▶ [Task to carry out]: Write down each entry again, exactly as it reads.
*** Block opens ***
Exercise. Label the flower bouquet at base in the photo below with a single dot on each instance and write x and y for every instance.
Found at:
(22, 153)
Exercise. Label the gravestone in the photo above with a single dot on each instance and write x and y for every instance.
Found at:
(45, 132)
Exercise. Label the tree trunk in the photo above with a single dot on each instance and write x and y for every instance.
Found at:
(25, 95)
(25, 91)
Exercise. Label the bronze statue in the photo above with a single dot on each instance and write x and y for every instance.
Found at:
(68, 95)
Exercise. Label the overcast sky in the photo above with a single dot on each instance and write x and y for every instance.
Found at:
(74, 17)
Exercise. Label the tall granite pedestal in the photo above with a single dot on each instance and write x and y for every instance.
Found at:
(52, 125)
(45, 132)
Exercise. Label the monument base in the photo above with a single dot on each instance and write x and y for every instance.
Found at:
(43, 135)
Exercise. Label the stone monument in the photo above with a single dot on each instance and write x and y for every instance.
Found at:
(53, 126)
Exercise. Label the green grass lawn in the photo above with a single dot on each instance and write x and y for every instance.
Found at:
*** Block closes ***
▶ [Answer below]:
Exercise. Label the flower bouquet at base in the photo below with a single dot on each instance and write x and y for every instance.
Found at:
(22, 153)
Exercise. Label the gravestone in the photo above with a single dot on each instance and write x and y for every instance.
Found at:
(45, 132)
Exercise. Label the tree trunk in the photo above with a single dot on each instance and write x and y for every instance.
Found at:
(25, 95)
(25, 91)
Exercise. Label the bronze statue in the photo above with a single dot on each instance and write x and y for every instance.
Found at:
(68, 95)
Exercise. Label the overcast sky in the photo above with a single dot on each instance and write x and y for every instance.
Found at:
(74, 17)
Exercise. Label the tall granite pedestal in the photo above with a single dot on each instance and write x and y for every instance.
Found at:
(52, 125)
(45, 132)
Exercise. Label the monument base in the photo above with a single dot on each instance and write x and y for every instance.
Found at:
(43, 135)
Exercise. Label the stone monument in the photo above with a single dot on each instance and write x and y for every instance.
Found at:
(53, 126)
Exercise. Label the green grass lawn in the photo above with a single dot on each instance and write x and y for every instance.
Found at:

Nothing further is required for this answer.